■ **SEITENAUSZUG**
━━━━

Bei einem Krisentreffen mit Vertretern aus Politik, Wirtschaft, Banken und Wissenschaft unter Leitung von Bundeskanzlerin Angela Merkel hatte sich am Sonntagabend abgezeichnet, dass ein zweites Konjunkturpaket der Bundesregierung immer wahrscheinlicher wird. Der Schwerpunkt dürfte auf Infrastrukturinvestitionen liegen.

Bestandsaufnahme der Krisensymptome

In der Diskussion ist aber auch die Beseitigung der kalten Progression bei der Steuer. Darunter versteht man die vergleichsweise starke Belastung kleiner und mittlerer Einkommen.

Glos ordnete das siebenstündige Treffen vom Sonntag als "Bestandsaufnahme" der bisherigen Krisensymptome und Therapieansätze ein. Zum Versprechen der Wirtschaft, auf betriebsbedingte Kündigungen möglichst zu verzichten, sagte er: "Das ist keine Arbeitsplatzgarantie." Er zeigte sich aber zuversichtlich, dass die Bundesagentur für Arbeit in der Lage sei, gegensteuernde Maßnahmen "länger durchhalten zu können, als das in der Vergangenheit möglich gewesen wäre". Deutschland sei darüberhinaus nicht so hoch verschuldet wie andere Länder.

Wegen ihrer starken Exportorientierung sei die deutsche Wirtschaft auch überdurchschnittlich von der globalen Krise betroffen. Da könne man "nur bescheiden im Inland dagegenhalten". Gleichwohl müsse das geschehen, und zwar mit Steuersenkungen.

Der Wirtschaftsminister bestritt, dass die Zurückhaltung von CDU und SPD in dieser Frage eine Niederlage für die CSU bedeute. "Überhaupt nicht", sagte Glos. "Ich bin sicher, dass wir uns am Schluss ein Stück weit durchsetzen." Der Staat müsse die "breite Kaufkraft derjenigen stärken, die jeden Morgen zur Arbeit gehen".

Kritik von den Linken

"Es ist bedauerlich, dass die Kanzlerin weiter zögert, ein wirksames Konjunkturprogramm aufzulegen, obwohl immer mehr Betriebe in die Insolvenz gehen oder Kurzarbeit anmelden müssen. Außer Spesen ist leider nichts gewesen", kommentierte Oskar Lafontaine, Vorsitzender der Linkspartei, das Spitzentreffen am Sonntag im Bundeskanzleramt.

Mit diesem Zögern sei die Kanzlerin für den Anstieg der Arbeitslosigkeit verantwortlich. Dieser Anstieg wäre durch sofortiges und beherztes Handeln vermeidbar, so Lafontaine.

Der stellvertretende FDP-Vorsitzende Rainer Brüderle warf der Regierung vor, sie gehe jetzt offenbar fünf Wochen in Weihnachtspause und tue nichts. Miteinander reden sei immer gut. Nötig wäre aber schnelles Handeln, sagte er dem TV-Sender N24.

━━━━

■ **AUFGABE**
Führen Sie den Bericht über das Krisentreffen im Bundeskanzleramt im Anschluss an dessen letzten Satz weiter.

━━━━

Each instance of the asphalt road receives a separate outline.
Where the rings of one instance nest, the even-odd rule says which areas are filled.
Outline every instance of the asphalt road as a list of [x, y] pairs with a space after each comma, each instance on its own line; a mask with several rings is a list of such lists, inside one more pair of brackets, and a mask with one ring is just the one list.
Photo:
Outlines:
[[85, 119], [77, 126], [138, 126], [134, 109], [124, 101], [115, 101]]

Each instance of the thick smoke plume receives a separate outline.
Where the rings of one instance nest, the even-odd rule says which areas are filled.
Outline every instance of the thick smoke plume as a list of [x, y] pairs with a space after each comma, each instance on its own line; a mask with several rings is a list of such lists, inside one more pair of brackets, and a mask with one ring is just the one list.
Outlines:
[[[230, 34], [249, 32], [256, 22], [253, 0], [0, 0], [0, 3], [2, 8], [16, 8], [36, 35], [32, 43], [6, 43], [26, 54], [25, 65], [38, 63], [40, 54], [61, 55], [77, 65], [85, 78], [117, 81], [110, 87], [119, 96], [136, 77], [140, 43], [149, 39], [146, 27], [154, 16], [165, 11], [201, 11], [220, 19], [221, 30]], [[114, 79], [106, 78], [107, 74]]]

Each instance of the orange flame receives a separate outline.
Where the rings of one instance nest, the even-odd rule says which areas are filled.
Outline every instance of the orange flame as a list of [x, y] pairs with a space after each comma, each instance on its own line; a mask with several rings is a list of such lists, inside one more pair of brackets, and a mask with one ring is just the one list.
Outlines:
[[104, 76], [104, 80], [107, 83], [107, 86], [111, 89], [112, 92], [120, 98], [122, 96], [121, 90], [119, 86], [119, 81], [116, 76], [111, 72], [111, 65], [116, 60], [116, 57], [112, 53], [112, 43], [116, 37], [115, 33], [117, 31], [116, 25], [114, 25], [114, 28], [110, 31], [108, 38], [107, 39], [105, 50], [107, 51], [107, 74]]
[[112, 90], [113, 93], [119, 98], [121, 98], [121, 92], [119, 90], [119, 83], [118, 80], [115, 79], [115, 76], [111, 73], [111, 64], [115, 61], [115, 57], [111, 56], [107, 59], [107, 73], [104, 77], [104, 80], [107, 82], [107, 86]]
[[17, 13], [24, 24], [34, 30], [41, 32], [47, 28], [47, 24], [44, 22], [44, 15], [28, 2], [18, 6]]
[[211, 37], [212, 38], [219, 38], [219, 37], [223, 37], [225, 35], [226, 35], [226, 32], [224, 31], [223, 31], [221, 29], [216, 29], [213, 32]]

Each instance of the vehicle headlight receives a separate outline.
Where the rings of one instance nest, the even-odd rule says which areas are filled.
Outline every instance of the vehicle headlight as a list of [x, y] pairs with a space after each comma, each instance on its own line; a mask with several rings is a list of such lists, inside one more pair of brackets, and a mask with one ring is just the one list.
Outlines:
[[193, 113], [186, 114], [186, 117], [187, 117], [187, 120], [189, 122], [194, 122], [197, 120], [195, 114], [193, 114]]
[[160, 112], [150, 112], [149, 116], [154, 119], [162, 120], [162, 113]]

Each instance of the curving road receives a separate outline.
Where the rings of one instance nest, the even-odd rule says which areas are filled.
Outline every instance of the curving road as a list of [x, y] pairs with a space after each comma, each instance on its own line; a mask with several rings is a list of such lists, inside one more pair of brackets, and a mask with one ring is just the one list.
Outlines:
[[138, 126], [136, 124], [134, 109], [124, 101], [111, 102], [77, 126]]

━━━━

■ **AUSGABE**
Zu dem nach dem Amtsantritt des gewählten US-Präsidenten Barack Obama in Aussicht gestellten zweiten Konjunkturpaket sagte er: "Auf Obama warten heißt, in Deutschland Chancen zu verspielen."

Die finanzpolitische Sprecherin der Grünen-Fraktion, Christine Scheel, warf der Regierung Effekthascherei vor. "Ein gutes Event-Marketing, das muss man sagen, aber nette Bilder und keine Substanz bringen uns halt auch nicht weiter", sagte sie im WDR. Zur Ankündigung von Bundeskanzlerin Angela Merkel, am Donnerstag mit den Ministerpräsidenten über das Vorziehen von Infrastrukturinvestitionen zu sprechen, sagte Scheel, das hätte die Kanzlerin schon längst tun können.

Unterdessen begrüßten die Gewerkschaften den geplanten Verzicht großer Konzerne auf Entlassungen im kommenden Jahr. Das Spitzentreffen im Kanzleramt am Sonntagabend sei konstruktiv verlaufen, sagte der Vorsitzende der Dienstleistungsgewerkschaft Verdi, Frank Bsirske, am Montag im Deutschlandradio Kultur. "Das war schon ganz ordentlich."

"Steuersenkungen sind falsch"

"In der Situation sind wir der Meinung: Man muss schnell handeln, man muss entschieden handeln und man muss klotzen", sagte DGB-Chef Michael Sommer am Montag. Dafür sollten etwa zwei Prozent des Bruttoinlandsprodukts in die Hand genommen werden, was ungefähr 50 bis 60 Milliarden Euro entspricht.

Sommer sagte im Deutschlandfunk, nötig seien kurzfristige Maßnahmen als Brücken hin zu längerfristigen Investitionen. "Dazu gehören sogenannte Konsumschecks, dazu gehören Abwrackprämien in der Autoindustrie." Steuersenkungen seien indes falsch, weil der Staat handlungsfähig bleiben müsse.

Sommer betonte, die Teilnehmer der Runde bei Kanzlerin Angela Merkel seien einig gewesen, "dass die Lage so ernst ist, wie wir sie in der Bundesrepublik Deutschland noch nie hatten". Alle erwarteten ein deutliches Schrumpfen der Wirtschaftsleistung im kommenden Jahr.